◆ Required work: In the part of the items that opens with the line containing "Every instance of the trimmed" and closes with the line containing "pixel 436 463", swap "shrub" for "bush" and change nothing else. Write out only those lines.

◆ Information provided:
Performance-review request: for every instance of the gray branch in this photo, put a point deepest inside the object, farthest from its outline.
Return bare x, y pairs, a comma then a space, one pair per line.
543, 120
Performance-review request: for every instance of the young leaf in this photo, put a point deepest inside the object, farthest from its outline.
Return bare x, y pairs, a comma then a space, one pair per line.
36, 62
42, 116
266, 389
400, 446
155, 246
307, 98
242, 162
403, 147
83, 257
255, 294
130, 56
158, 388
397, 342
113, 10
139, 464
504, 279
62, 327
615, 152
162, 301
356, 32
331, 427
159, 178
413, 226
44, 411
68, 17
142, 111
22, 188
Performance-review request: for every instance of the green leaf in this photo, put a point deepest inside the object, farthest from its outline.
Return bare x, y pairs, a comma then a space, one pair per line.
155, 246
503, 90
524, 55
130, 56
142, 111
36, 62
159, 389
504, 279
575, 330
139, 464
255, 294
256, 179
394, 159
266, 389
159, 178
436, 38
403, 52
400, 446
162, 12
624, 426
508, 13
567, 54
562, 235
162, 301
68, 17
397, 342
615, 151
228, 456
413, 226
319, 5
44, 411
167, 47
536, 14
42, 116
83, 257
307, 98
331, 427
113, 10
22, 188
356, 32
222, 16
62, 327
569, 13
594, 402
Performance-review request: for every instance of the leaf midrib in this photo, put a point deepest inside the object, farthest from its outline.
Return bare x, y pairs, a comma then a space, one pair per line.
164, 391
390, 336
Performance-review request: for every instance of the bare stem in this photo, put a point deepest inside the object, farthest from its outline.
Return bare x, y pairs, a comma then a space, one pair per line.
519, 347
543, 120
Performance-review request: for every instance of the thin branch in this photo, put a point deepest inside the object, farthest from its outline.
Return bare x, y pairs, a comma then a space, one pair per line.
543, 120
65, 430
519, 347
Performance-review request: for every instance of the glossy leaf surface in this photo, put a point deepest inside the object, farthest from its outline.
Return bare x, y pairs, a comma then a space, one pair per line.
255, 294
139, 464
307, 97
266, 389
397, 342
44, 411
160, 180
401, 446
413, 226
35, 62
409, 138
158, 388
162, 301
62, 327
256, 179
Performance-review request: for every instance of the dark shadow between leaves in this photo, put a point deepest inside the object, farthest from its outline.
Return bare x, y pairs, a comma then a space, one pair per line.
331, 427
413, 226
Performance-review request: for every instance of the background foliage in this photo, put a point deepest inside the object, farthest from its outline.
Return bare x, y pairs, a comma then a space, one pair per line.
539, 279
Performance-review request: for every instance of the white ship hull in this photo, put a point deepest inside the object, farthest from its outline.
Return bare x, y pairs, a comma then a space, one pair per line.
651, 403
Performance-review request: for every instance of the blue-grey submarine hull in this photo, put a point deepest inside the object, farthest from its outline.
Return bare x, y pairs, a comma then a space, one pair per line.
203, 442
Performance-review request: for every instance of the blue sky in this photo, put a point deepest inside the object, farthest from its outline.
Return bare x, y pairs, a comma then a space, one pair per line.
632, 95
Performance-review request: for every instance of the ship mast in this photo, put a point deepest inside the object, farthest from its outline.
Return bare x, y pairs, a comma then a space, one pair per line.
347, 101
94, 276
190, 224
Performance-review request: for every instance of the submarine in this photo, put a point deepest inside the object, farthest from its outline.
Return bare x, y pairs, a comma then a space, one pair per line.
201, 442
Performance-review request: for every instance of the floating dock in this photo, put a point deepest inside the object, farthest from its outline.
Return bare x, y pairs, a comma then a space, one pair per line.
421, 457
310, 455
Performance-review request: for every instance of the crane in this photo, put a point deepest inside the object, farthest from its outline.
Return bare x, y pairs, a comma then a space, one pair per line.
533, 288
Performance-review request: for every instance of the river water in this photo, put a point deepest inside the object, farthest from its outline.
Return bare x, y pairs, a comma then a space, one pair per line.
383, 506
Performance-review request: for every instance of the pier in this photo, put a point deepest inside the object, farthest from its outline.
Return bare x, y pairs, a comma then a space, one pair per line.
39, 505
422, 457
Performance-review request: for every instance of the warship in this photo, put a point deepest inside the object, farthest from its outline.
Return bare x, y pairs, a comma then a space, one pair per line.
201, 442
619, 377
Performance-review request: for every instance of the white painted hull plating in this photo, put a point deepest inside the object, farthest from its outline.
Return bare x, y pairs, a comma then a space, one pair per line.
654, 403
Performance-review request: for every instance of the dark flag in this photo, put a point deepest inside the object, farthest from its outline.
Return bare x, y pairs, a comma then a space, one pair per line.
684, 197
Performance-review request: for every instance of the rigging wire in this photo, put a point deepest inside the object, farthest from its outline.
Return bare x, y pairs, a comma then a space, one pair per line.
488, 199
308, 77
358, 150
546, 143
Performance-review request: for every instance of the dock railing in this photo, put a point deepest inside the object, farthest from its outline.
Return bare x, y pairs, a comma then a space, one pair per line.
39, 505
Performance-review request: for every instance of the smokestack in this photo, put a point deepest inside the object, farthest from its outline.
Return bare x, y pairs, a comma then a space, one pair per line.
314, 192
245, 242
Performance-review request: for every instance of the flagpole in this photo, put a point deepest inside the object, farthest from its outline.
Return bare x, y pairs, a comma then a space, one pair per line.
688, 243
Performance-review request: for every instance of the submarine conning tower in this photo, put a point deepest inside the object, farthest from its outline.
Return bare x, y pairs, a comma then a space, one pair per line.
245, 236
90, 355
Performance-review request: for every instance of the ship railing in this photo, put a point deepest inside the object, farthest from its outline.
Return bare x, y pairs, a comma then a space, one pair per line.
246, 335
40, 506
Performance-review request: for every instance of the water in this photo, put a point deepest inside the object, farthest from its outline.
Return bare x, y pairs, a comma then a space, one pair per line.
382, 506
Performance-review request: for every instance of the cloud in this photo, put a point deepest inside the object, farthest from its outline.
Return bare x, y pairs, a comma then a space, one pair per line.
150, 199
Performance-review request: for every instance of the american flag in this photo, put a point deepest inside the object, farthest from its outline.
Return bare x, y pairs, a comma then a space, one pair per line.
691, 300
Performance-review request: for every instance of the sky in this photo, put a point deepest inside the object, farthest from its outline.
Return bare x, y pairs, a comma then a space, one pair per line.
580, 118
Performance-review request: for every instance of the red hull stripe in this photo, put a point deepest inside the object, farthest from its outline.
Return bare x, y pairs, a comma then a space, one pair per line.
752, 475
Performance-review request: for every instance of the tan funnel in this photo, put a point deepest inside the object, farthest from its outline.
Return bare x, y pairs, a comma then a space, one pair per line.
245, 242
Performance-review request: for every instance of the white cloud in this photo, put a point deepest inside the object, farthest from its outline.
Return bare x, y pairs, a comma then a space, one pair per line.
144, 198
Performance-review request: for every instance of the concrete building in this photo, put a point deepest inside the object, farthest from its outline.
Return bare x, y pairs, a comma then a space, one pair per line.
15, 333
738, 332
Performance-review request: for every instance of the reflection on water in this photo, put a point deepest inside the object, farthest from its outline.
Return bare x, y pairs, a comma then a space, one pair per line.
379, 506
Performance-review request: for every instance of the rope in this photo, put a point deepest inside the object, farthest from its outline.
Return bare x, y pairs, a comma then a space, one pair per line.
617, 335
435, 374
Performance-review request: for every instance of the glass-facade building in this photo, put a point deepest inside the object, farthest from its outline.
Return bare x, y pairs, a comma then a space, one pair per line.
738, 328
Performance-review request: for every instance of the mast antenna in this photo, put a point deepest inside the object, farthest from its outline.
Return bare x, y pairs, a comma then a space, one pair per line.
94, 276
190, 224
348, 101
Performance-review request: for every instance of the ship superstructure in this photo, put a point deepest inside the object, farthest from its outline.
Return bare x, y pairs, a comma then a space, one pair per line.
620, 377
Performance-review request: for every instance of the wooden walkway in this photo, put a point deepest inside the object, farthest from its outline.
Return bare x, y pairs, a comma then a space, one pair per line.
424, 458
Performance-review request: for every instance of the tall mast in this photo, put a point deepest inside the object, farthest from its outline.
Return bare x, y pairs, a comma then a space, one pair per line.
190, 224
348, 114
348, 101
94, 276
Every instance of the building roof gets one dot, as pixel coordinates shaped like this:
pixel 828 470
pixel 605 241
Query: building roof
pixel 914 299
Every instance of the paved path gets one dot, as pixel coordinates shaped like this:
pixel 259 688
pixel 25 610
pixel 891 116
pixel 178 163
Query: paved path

...

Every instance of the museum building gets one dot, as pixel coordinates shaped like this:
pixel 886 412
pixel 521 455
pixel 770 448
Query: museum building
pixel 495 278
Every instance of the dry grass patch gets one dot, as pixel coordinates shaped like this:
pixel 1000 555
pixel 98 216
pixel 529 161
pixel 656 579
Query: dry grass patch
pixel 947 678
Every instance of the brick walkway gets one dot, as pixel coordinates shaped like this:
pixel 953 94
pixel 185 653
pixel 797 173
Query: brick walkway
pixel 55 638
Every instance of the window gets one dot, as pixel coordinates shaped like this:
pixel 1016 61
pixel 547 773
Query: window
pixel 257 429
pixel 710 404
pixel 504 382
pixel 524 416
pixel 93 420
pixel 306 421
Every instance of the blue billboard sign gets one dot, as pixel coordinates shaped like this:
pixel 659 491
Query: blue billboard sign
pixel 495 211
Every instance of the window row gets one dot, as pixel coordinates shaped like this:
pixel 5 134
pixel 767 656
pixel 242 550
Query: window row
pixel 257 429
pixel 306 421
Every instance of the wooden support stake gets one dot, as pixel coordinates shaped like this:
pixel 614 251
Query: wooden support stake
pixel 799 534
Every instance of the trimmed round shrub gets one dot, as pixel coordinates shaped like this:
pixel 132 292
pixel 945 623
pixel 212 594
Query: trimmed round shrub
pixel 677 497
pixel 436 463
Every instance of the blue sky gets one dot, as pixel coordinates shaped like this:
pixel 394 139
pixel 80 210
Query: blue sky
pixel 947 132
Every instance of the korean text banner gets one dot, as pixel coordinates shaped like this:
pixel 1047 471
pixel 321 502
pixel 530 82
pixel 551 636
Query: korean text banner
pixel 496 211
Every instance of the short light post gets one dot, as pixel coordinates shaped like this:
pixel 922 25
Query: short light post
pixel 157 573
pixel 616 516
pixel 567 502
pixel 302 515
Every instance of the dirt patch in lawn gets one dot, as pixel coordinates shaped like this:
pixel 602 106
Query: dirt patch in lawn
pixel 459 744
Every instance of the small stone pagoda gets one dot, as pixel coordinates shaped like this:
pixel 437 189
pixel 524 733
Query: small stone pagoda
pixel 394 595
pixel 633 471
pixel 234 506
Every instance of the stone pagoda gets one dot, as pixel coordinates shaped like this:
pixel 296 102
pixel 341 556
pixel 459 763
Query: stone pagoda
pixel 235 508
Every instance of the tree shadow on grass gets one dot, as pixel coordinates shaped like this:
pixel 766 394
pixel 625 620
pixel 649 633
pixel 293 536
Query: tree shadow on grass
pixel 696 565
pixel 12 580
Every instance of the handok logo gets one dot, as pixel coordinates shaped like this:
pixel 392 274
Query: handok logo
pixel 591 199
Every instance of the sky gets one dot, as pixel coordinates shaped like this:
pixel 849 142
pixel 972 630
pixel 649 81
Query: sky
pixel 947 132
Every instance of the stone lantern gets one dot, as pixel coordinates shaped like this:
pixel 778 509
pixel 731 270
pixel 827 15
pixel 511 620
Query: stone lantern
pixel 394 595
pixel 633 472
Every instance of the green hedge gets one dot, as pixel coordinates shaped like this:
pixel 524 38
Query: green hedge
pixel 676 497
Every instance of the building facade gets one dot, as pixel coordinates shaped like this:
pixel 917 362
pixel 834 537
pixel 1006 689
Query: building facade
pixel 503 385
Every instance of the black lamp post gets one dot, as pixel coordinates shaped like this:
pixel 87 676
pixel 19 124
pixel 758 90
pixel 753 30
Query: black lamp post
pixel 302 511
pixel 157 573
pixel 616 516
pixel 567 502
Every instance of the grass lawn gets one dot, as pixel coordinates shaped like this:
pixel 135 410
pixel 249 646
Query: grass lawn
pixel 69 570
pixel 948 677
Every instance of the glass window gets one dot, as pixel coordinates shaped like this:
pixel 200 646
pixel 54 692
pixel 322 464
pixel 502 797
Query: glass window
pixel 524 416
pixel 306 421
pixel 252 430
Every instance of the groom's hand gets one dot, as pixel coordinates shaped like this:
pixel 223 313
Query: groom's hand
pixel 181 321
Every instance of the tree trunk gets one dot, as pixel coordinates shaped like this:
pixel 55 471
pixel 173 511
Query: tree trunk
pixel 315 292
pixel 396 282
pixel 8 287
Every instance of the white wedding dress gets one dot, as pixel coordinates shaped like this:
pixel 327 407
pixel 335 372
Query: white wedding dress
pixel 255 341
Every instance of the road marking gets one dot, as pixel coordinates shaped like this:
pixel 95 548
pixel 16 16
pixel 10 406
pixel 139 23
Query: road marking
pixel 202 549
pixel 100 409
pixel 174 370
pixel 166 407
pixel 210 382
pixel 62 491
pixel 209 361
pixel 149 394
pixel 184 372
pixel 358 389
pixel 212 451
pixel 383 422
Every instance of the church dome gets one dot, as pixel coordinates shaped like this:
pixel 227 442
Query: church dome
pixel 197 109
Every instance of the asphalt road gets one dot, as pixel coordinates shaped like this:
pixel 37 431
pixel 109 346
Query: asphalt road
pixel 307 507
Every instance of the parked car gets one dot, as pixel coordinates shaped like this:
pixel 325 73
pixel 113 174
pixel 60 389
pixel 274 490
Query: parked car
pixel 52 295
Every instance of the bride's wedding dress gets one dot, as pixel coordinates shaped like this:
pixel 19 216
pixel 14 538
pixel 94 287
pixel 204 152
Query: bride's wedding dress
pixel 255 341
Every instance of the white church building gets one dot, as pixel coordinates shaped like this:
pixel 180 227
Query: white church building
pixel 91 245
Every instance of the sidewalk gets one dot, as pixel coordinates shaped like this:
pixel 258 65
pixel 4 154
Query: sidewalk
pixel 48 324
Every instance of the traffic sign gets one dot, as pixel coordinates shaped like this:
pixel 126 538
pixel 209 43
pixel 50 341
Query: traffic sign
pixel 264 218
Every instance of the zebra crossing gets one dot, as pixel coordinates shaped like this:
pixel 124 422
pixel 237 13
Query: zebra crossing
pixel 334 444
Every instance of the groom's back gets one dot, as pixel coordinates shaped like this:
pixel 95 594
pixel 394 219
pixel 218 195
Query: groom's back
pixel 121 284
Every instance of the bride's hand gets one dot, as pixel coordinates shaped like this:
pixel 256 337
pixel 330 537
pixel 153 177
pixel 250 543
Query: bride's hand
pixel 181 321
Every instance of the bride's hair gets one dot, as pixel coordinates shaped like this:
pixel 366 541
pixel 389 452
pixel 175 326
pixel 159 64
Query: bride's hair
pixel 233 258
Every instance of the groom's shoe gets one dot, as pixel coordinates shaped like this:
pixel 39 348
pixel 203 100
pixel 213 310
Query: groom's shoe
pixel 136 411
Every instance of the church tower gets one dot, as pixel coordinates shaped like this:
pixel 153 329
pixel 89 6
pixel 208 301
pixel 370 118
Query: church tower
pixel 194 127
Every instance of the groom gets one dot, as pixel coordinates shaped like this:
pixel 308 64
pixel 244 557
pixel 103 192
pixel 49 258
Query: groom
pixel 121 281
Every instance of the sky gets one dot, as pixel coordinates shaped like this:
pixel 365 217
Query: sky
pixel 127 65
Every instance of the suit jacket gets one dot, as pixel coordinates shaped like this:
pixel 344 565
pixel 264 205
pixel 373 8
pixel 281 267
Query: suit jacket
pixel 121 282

--

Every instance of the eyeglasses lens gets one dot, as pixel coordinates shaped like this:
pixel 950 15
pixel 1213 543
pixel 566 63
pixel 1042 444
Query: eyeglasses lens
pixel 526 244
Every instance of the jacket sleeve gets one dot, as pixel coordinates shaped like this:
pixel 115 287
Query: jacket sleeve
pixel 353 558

◆ Final answer:
Every instance of the trimmed round bush gets one dot, as pixel coordinates shaped like this:
pixel 132 292
pixel 945 623
pixel 212 594
Query: trimmed round bush
pixel 677 497
pixel 436 463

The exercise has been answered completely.